▸ **The problem**: Your task is to transcribe the data exactly while omitting each picture.

▸ **Task material**:
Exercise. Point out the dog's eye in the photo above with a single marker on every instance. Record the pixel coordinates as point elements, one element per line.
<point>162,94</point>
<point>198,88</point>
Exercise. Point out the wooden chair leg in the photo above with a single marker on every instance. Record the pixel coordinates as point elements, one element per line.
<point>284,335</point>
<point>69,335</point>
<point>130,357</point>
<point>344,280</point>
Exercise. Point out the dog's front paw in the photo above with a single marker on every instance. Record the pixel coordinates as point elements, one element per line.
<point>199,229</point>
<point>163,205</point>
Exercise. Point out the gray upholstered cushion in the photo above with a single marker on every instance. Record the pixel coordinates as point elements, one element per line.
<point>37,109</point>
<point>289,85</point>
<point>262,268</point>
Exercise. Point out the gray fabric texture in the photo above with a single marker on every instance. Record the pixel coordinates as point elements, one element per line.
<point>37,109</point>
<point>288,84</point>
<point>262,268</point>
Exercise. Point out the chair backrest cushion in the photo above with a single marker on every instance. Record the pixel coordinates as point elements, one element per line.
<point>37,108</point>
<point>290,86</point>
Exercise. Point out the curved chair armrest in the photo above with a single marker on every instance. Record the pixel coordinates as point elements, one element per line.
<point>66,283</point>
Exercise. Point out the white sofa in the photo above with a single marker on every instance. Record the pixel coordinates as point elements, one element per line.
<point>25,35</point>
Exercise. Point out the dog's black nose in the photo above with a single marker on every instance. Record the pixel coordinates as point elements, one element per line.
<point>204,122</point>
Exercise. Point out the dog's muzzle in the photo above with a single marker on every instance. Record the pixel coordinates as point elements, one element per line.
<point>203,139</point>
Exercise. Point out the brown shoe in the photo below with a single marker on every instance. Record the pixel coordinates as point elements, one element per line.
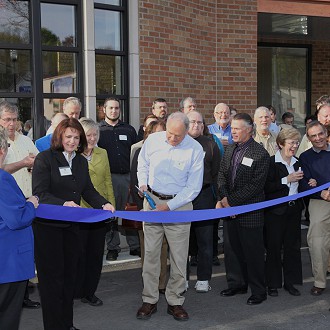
<point>315,291</point>
<point>178,312</point>
<point>145,311</point>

▸ **Response box**:
Exercise. Point out the dog's eye in the photo above with a single marker on every instance. Record the pixel coordinates as point elements, one element per line.
<point>162,94</point>
<point>198,88</point>
Exercise. Point out the wooden chair leg in the photo above with a single marker on every instance. Record the pixel coordinates as point elements, one element per line.
<point>284,335</point>
<point>69,335</point>
<point>130,357</point>
<point>344,280</point>
Exercise. Point out the dog's front paw in the photo above with a single marker on every instance. Record the pixel coordinates as point elements, one element per line.
<point>199,229</point>
<point>163,205</point>
Exercise. Point out the gray upholstered cushion in the photo above with a single marker on every instance. Record the pixel coordinates as point elements, one element per line.
<point>37,109</point>
<point>289,85</point>
<point>262,268</point>
Exercise. Point out the gray fabric texture in the photo above with a single marker on every instance. Record the pixel coordinates as point elements, one element per line.
<point>37,109</point>
<point>288,84</point>
<point>262,268</point>
Exercise. Point out the chair backrest cushion in the photo above with a single marker on every instance. Record the pixel coordinates as point elements, one element per line.
<point>37,108</point>
<point>290,86</point>
Exercise. Point out the curved chair armrest in the photo above with a single marker on every instance. Record the pixel coordinates as point elements, one element per line.
<point>66,283</point>
Exercise. Point out the white sofa in the photo above with a single marker on every instance. Record the pixel coordinates as point elements, one element per line.
<point>25,35</point>
Exercise. Point out the dog's black nose in the photo above with a single marker on every instance. Record the pixel coordinates as point elements, one element per line.
<point>204,122</point>
Exercise. Point out the dog's muzzle in the photo above with a single marker on every instance. Record the pixel coordinates as point elements, one element per line.
<point>203,139</point>
Exercise. Point out the brown shoe in the photo below with a single marker on every instance. Record the pixel coordinates as point elements, one element per line.
<point>315,291</point>
<point>178,312</point>
<point>145,311</point>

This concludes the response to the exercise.